Task description: Gather every line of the items below that contains the string "shirt". Treat uppercase and lowercase letters as distinct.

Boundary labeling items:

────────────────────────────────────────

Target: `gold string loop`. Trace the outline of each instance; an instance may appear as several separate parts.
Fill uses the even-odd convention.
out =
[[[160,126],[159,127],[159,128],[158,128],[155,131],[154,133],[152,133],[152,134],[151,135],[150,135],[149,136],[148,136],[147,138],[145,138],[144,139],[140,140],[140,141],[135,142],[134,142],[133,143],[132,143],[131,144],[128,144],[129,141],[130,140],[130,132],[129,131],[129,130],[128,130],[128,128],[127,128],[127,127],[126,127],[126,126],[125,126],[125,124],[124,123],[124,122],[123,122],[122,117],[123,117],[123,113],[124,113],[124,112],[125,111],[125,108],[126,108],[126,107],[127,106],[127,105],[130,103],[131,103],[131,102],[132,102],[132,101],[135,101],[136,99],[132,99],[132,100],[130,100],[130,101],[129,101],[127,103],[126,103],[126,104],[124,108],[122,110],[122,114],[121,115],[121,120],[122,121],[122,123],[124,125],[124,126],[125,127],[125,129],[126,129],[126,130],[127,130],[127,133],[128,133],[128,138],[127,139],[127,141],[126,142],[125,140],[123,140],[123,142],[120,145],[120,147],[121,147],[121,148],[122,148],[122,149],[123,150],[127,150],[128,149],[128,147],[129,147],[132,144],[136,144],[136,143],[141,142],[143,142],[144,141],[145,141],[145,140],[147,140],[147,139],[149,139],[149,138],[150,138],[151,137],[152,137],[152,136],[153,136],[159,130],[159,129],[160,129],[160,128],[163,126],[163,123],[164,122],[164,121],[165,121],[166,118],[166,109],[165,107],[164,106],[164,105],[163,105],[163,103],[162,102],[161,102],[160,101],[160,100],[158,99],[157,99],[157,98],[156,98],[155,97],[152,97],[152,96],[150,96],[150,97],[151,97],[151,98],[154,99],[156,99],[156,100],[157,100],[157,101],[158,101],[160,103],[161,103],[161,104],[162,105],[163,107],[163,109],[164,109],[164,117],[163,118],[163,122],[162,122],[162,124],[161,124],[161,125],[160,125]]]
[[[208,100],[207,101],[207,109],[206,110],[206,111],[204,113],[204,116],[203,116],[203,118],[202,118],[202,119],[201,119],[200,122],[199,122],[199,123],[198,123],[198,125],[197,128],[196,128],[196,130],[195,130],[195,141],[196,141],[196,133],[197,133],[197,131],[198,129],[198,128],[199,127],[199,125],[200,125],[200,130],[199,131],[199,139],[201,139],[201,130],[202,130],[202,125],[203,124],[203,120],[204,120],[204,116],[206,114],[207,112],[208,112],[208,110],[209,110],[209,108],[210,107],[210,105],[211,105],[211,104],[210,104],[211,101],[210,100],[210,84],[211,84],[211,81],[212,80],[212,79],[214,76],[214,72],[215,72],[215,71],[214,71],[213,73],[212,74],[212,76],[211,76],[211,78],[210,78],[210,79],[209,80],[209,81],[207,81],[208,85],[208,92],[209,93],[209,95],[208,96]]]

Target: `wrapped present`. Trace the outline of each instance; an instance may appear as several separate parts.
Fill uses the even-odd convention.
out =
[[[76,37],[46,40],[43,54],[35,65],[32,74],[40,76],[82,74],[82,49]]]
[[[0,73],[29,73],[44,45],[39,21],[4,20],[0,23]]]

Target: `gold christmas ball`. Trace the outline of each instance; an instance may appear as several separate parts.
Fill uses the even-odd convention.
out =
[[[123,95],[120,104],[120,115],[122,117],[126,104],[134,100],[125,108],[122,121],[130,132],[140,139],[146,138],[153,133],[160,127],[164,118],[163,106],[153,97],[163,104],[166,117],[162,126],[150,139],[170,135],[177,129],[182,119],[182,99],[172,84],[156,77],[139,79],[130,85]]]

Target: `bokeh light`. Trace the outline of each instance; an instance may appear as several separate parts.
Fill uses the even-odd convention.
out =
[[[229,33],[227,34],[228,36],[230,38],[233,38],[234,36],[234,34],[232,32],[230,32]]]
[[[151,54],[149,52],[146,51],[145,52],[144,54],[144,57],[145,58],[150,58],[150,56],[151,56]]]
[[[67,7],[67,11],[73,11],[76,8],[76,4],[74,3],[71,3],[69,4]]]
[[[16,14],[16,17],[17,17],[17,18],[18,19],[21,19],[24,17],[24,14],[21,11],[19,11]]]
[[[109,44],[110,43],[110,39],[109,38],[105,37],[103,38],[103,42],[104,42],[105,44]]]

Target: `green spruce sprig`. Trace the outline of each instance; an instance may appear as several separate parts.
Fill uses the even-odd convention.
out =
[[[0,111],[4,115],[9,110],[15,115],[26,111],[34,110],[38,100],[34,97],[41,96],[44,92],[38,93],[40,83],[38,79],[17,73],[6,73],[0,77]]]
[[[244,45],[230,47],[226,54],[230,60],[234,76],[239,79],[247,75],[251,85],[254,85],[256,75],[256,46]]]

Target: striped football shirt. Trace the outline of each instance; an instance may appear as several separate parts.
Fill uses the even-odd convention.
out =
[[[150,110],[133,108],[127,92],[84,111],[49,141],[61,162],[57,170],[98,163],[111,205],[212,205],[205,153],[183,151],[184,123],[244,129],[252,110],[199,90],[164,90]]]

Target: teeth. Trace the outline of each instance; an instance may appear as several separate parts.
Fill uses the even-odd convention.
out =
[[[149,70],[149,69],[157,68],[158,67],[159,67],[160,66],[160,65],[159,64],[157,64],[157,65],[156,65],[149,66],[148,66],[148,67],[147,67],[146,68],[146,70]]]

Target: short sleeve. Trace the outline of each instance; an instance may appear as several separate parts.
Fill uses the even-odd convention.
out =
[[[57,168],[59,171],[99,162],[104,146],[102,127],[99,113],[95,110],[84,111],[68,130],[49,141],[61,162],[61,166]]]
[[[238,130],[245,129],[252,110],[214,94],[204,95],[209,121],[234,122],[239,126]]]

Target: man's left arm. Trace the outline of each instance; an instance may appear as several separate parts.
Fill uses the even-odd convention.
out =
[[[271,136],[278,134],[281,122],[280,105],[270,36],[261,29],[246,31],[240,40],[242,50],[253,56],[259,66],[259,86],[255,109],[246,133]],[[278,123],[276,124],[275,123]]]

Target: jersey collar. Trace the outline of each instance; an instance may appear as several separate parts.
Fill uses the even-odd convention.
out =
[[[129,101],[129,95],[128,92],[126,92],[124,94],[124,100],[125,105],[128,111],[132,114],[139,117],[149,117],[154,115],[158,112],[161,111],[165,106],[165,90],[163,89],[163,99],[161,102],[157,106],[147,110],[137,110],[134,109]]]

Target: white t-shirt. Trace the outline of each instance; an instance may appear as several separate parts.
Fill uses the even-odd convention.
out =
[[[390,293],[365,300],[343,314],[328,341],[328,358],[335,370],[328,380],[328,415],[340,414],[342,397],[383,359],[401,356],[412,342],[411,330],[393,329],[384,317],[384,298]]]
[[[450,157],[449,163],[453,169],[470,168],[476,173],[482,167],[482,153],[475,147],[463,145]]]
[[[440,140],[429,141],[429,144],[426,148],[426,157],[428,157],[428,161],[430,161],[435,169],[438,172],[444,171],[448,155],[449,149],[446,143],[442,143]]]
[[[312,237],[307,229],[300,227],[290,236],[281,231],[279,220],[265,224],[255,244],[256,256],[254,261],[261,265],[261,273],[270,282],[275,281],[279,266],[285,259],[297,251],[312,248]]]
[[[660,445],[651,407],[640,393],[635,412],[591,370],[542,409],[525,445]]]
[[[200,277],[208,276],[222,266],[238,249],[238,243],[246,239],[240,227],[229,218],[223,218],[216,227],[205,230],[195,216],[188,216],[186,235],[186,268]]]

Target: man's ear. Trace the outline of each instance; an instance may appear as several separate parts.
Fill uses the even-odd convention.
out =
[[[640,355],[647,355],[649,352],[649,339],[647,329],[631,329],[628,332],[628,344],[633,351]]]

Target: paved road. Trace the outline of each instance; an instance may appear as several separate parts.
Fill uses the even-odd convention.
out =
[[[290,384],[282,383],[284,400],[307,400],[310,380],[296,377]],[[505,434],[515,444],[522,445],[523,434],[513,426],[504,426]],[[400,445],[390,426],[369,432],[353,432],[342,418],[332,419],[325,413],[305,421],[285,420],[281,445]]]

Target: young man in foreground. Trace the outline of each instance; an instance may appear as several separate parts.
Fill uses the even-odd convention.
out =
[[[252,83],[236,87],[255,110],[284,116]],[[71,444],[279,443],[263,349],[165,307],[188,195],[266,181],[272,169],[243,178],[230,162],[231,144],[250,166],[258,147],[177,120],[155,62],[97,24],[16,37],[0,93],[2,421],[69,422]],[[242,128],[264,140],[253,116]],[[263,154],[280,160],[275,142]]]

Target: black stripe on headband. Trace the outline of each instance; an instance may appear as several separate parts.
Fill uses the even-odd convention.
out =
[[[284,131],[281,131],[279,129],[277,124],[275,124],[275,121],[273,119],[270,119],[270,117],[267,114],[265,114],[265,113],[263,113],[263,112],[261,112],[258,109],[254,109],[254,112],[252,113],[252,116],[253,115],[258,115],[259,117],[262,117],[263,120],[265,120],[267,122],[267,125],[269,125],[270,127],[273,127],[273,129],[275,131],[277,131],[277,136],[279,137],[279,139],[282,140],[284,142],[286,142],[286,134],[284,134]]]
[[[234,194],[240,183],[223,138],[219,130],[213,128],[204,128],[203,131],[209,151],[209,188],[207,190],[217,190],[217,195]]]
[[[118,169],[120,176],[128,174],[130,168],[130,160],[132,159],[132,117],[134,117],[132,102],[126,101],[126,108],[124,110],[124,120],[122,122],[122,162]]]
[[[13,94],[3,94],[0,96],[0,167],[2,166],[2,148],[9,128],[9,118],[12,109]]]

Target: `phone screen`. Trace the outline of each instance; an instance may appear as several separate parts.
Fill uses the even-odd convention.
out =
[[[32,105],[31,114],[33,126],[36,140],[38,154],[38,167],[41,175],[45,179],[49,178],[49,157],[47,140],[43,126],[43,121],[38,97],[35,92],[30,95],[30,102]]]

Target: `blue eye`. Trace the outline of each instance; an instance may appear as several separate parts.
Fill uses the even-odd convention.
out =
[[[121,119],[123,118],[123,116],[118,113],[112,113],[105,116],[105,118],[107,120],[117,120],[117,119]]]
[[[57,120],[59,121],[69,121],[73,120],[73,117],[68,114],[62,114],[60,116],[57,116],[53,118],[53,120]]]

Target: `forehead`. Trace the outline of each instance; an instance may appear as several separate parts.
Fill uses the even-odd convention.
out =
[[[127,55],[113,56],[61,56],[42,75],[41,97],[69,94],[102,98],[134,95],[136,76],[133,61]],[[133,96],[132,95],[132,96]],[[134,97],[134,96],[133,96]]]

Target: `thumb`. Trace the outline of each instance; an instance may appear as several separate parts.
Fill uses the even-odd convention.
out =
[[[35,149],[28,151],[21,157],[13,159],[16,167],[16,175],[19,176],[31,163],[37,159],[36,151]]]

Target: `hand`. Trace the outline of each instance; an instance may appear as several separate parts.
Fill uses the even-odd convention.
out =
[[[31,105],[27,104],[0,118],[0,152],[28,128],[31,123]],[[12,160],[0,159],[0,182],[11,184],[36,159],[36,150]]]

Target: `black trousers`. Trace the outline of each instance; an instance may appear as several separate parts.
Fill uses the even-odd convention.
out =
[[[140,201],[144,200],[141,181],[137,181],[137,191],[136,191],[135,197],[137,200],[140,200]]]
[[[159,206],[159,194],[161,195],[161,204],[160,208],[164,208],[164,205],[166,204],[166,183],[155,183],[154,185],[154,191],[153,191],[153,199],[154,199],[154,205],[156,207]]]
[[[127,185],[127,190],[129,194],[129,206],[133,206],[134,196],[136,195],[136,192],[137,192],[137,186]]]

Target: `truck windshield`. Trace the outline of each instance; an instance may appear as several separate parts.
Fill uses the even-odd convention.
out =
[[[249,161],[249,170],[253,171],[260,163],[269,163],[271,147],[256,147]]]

────────────────────────────────────────

Solution to the exercise:
Target: striped football shirt. Trace the outline of each instance; an instance may appear as several separate parts.
Target: white t-shirt. Trace the outline of each instance; an instance may appear as several separate parts.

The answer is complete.